▶ [Your instructions]
Go over the listing below line by line, and return each one holding the string "lamp".

[Opening Provided records section]

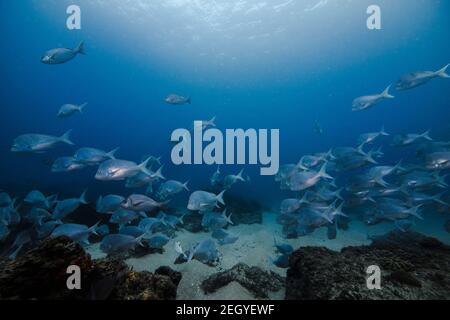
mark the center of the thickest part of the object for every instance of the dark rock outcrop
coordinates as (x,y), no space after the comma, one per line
(254,279)
(41,274)
(412,266)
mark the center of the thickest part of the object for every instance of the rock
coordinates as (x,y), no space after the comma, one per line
(413,266)
(108,278)
(253,279)
(175,276)
(145,286)
(24,278)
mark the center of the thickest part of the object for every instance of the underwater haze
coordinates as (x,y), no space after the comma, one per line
(310,68)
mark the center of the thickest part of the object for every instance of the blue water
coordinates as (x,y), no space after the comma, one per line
(251,63)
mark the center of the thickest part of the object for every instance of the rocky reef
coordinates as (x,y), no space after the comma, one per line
(41,274)
(254,279)
(413,267)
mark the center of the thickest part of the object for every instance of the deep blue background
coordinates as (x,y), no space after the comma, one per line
(125,77)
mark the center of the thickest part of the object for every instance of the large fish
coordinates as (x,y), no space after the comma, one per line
(177,100)
(416,79)
(366,102)
(38,143)
(117,170)
(62,55)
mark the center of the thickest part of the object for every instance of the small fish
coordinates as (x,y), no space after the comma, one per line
(232,179)
(209,123)
(66,164)
(93,156)
(38,143)
(45,229)
(69,110)
(368,138)
(177,100)
(109,204)
(4,231)
(171,188)
(140,202)
(157,241)
(62,55)
(365,102)
(215,179)
(77,232)
(229,239)
(307,179)
(408,139)
(117,170)
(216,220)
(203,201)
(438,161)
(417,79)
(134,231)
(178,249)
(123,216)
(151,224)
(142,179)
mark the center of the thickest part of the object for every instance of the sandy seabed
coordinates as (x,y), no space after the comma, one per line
(254,246)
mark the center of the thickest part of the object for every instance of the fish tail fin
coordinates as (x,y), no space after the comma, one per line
(426,135)
(398,167)
(338,195)
(330,155)
(369,157)
(386,94)
(82,106)
(80,49)
(191,253)
(360,148)
(143,166)
(98,203)
(13,255)
(414,211)
(83,197)
(323,173)
(441,180)
(93,229)
(381,182)
(437,199)
(339,210)
(219,197)
(112,153)
(239,175)
(301,166)
(66,138)
(443,72)
(158,174)
(228,218)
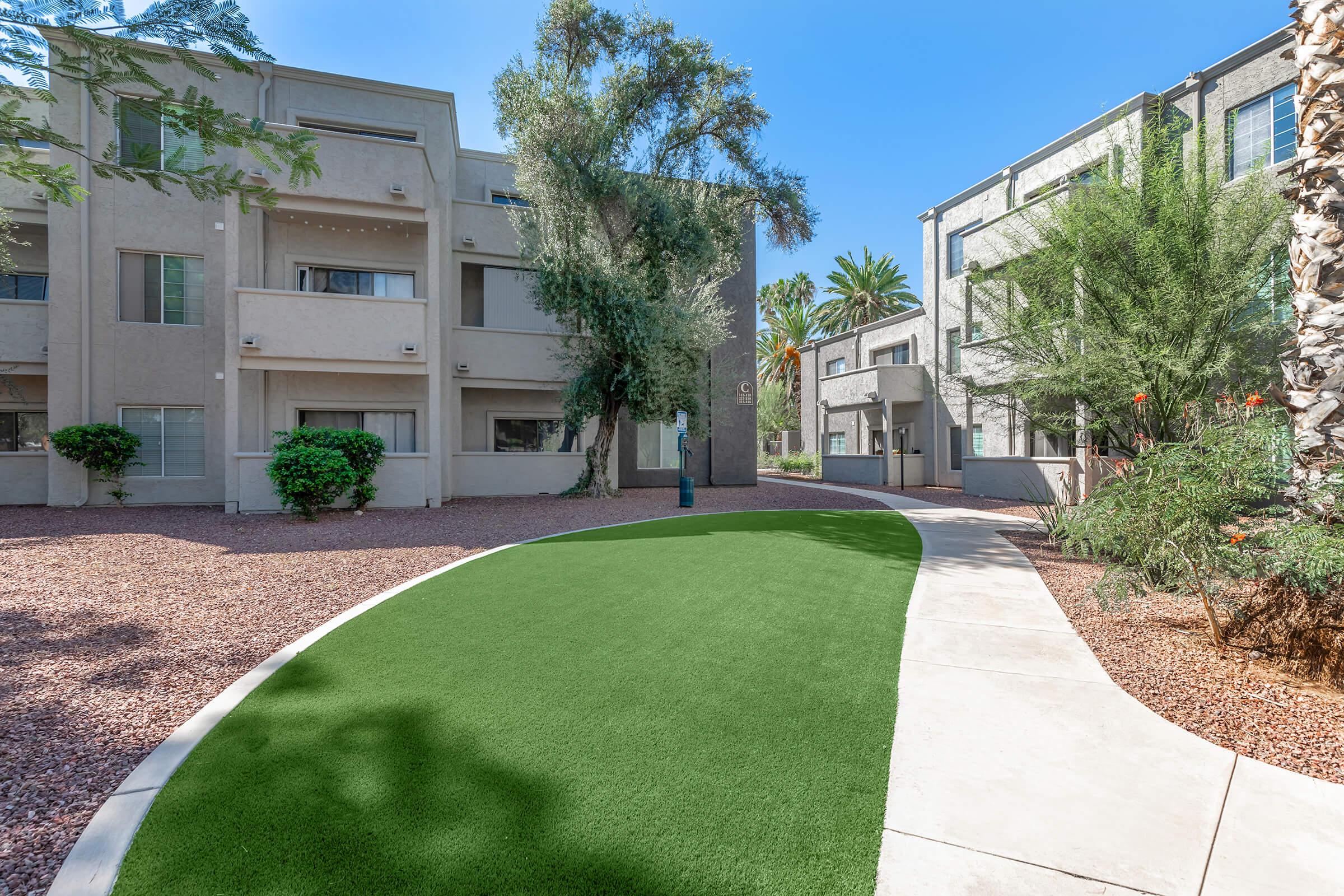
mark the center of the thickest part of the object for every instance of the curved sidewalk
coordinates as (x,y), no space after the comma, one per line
(1020,769)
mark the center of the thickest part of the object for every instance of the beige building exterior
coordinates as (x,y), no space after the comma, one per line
(385,296)
(988,449)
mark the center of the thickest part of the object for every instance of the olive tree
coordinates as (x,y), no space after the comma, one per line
(637,151)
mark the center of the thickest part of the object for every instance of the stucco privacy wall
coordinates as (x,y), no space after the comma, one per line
(418,204)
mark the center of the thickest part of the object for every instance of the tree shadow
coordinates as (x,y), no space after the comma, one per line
(287,796)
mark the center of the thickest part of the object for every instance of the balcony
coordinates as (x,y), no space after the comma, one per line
(870,385)
(24,334)
(363,170)
(283,329)
(506,355)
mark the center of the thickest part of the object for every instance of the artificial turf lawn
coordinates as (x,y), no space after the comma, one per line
(691,706)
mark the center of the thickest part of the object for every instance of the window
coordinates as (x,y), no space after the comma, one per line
(172,440)
(1264,130)
(30,288)
(956,250)
(508,199)
(361,132)
(894,355)
(397,429)
(656,446)
(147,140)
(163,289)
(355,282)
(24,430)
(534,436)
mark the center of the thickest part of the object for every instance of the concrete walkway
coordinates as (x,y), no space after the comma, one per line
(1020,769)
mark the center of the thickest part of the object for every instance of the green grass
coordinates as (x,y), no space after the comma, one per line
(694,706)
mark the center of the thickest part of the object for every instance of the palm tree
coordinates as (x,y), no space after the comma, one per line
(799,287)
(864,293)
(791,325)
(1315,368)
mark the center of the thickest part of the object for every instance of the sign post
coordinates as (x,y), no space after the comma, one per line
(687,484)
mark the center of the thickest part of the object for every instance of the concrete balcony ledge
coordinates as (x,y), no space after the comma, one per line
(286,329)
(871,385)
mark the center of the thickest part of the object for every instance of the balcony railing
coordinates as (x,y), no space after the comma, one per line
(284,329)
(24,332)
(870,385)
(365,170)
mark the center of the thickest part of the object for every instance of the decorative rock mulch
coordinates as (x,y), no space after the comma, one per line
(1159,651)
(118,625)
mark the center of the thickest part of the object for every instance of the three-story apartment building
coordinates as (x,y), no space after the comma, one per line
(385,296)
(854,403)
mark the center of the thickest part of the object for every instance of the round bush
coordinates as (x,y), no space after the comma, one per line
(308,477)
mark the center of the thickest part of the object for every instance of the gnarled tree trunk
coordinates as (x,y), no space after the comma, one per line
(595,481)
(1314,368)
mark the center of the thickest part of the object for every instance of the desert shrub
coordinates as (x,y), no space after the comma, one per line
(308,477)
(1171,519)
(365,452)
(104,449)
(799,463)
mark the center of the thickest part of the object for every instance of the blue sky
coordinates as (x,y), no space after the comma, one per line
(888,108)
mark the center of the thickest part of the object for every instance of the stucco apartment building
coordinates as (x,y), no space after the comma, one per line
(895,382)
(386,296)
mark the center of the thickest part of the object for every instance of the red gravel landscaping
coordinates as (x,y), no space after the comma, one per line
(1160,652)
(118,625)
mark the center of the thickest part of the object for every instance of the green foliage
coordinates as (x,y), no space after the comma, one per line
(363,452)
(791,324)
(792,289)
(799,463)
(310,477)
(776,410)
(864,293)
(613,127)
(1168,517)
(1156,277)
(105,449)
(1304,555)
(66,41)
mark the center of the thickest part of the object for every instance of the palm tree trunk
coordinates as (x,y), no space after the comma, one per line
(1314,368)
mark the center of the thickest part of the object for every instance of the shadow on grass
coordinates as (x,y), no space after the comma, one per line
(370,800)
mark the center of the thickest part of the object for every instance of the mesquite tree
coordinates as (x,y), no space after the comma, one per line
(1315,366)
(637,152)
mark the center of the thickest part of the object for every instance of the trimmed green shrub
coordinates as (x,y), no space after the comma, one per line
(799,463)
(310,477)
(105,449)
(365,452)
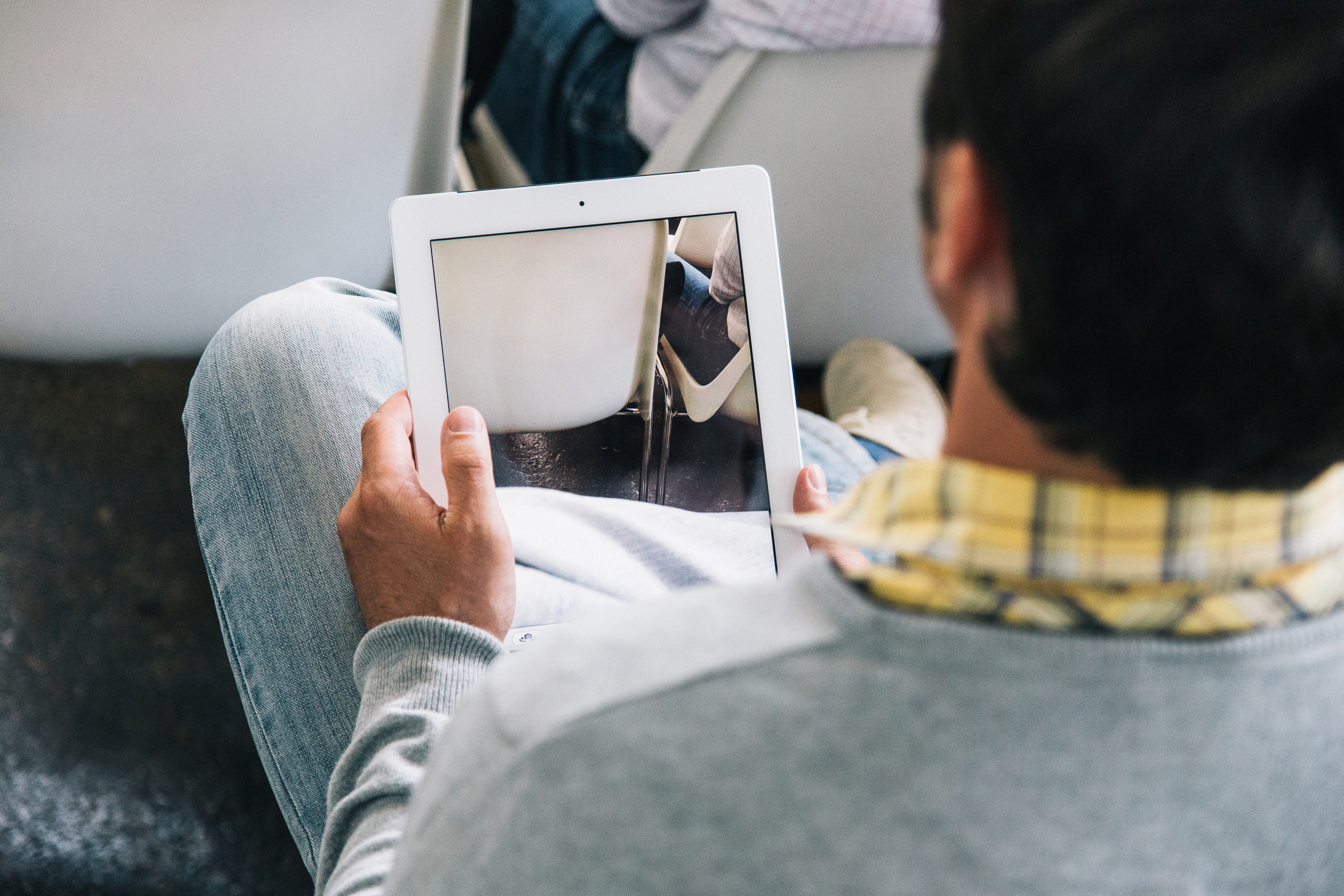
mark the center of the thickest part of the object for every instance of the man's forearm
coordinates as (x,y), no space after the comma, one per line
(411,673)
(640,18)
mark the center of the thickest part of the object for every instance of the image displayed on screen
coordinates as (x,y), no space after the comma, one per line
(611,361)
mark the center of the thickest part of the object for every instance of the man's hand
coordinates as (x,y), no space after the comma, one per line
(406,555)
(810,496)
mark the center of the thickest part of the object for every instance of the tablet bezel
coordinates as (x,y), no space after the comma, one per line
(417,220)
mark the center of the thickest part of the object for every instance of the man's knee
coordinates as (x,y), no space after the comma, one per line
(281,338)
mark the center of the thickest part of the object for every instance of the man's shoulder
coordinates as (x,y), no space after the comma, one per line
(651,648)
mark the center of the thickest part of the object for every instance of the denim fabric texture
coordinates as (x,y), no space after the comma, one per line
(558,94)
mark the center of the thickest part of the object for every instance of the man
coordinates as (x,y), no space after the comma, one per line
(586,89)
(1108,656)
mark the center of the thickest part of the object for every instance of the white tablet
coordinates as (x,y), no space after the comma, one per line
(623,339)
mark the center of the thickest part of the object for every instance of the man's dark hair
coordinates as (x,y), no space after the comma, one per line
(1172,179)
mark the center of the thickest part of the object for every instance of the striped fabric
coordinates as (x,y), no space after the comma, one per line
(1010,547)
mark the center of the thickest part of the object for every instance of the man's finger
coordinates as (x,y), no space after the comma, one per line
(811,496)
(385,441)
(468,471)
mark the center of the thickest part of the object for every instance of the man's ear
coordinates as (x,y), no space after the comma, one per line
(965,241)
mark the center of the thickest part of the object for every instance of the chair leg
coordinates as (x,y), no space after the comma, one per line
(644,467)
(667,429)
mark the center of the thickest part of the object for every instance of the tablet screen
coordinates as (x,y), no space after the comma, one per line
(609,361)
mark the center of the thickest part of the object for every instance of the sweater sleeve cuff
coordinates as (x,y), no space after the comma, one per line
(423,662)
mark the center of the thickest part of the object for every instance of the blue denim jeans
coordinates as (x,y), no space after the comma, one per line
(558,93)
(273,422)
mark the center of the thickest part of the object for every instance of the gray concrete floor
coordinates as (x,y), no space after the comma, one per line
(125,762)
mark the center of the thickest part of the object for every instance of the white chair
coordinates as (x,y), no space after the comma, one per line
(555,330)
(733,388)
(839,133)
(164,163)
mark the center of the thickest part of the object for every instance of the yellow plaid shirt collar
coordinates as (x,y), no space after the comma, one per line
(1010,547)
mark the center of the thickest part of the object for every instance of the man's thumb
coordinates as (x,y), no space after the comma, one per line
(466,450)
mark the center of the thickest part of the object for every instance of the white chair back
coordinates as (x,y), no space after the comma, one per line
(839,133)
(164,163)
(551,330)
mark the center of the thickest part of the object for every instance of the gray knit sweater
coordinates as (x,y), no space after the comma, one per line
(793,738)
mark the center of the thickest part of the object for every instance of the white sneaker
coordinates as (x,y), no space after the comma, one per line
(874,390)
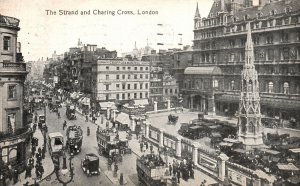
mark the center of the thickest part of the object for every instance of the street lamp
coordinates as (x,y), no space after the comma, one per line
(64,170)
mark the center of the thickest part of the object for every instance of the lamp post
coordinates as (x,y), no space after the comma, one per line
(64,170)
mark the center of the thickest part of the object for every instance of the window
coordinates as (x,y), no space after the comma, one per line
(6,43)
(215,84)
(286,88)
(12,91)
(269,39)
(11,121)
(270,87)
(284,37)
(232,86)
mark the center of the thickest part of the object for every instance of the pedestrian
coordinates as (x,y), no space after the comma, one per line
(170,169)
(64,125)
(151,148)
(146,144)
(178,176)
(15,176)
(28,171)
(203,183)
(141,146)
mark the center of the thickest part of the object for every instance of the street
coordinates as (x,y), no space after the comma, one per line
(89,145)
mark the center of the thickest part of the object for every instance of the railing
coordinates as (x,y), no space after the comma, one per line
(12,66)
(18,133)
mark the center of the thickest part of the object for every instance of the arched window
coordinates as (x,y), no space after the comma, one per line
(270,87)
(286,88)
(232,85)
(251,127)
(215,83)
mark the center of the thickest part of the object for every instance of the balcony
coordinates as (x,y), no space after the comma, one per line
(12,67)
(20,133)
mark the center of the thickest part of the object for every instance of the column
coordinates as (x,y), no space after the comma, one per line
(211,105)
(195,153)
(107,113)
(147,130)
(132,121)
(178,146)
(114,115)
(155,106)
(161,138)
(222,158)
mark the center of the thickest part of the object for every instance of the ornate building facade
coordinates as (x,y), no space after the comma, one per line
(116,79)
(219,41)
(14,138)
(249,117)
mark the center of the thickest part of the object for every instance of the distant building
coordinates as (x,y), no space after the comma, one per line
(219,42)
(14,133)
(116,79)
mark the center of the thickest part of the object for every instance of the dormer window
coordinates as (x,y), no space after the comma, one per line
(288,10)
(273,12)
(259,15)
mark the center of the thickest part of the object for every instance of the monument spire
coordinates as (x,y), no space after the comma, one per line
(249,120)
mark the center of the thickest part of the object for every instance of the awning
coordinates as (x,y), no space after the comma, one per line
(141,102)
(274,152)
(290,167)
(230,140)
(123,118)
(105,105)
(262,174)
(226,144)
(297,150)
(203,71)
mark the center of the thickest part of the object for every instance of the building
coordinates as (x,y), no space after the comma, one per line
(249,122)
(219,42)
(117,79)
(14,133)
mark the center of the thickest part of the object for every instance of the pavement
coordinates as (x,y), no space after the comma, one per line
(47,162)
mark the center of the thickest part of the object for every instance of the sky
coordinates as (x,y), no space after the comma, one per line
(42,34)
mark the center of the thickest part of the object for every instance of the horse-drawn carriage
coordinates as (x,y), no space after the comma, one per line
(172,119)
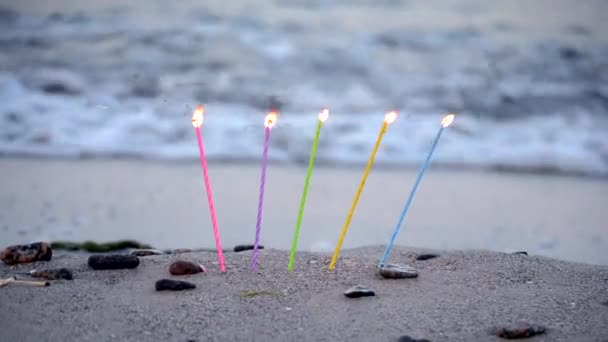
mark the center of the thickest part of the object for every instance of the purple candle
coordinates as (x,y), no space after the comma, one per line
(269,121)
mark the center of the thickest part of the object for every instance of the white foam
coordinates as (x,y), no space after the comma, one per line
(70,126)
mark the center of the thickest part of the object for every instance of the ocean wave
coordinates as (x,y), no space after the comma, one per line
(99,85)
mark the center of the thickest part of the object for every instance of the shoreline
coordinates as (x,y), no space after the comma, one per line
(449,300)
(163,204)
(319,163)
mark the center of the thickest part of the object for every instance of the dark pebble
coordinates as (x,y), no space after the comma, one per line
(113,261)
(146,252)
(182,267)
(394,271)
(241,248)
(428,256)
(181,251)
(359,291)
(53,274)
(20,254)
(520,330)
(406,338)
(173,285)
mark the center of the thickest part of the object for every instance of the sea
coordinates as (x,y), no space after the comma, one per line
(527,80)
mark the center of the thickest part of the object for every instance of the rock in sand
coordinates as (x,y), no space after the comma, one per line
(53,274)
(359,291)
(146,252)
(394,271)
(242,248)
(182,267)
(427,256)
(20,254)
(406,338)
(113,261)
(519,330)
(173,285)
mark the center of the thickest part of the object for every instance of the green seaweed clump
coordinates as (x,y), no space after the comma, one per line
(94,247)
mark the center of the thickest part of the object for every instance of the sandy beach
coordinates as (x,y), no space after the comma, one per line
(459,296)
(164,205)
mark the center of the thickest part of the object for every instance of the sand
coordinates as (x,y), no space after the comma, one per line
(459,296)
(164,204)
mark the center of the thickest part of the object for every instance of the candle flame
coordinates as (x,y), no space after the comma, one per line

[Closing Provided records section]

▶ [Solution for this task]
mark the center of the thickest part of the object for every instance of the street lamp
mark the center of the thickest part of the object for every instance of the lamp post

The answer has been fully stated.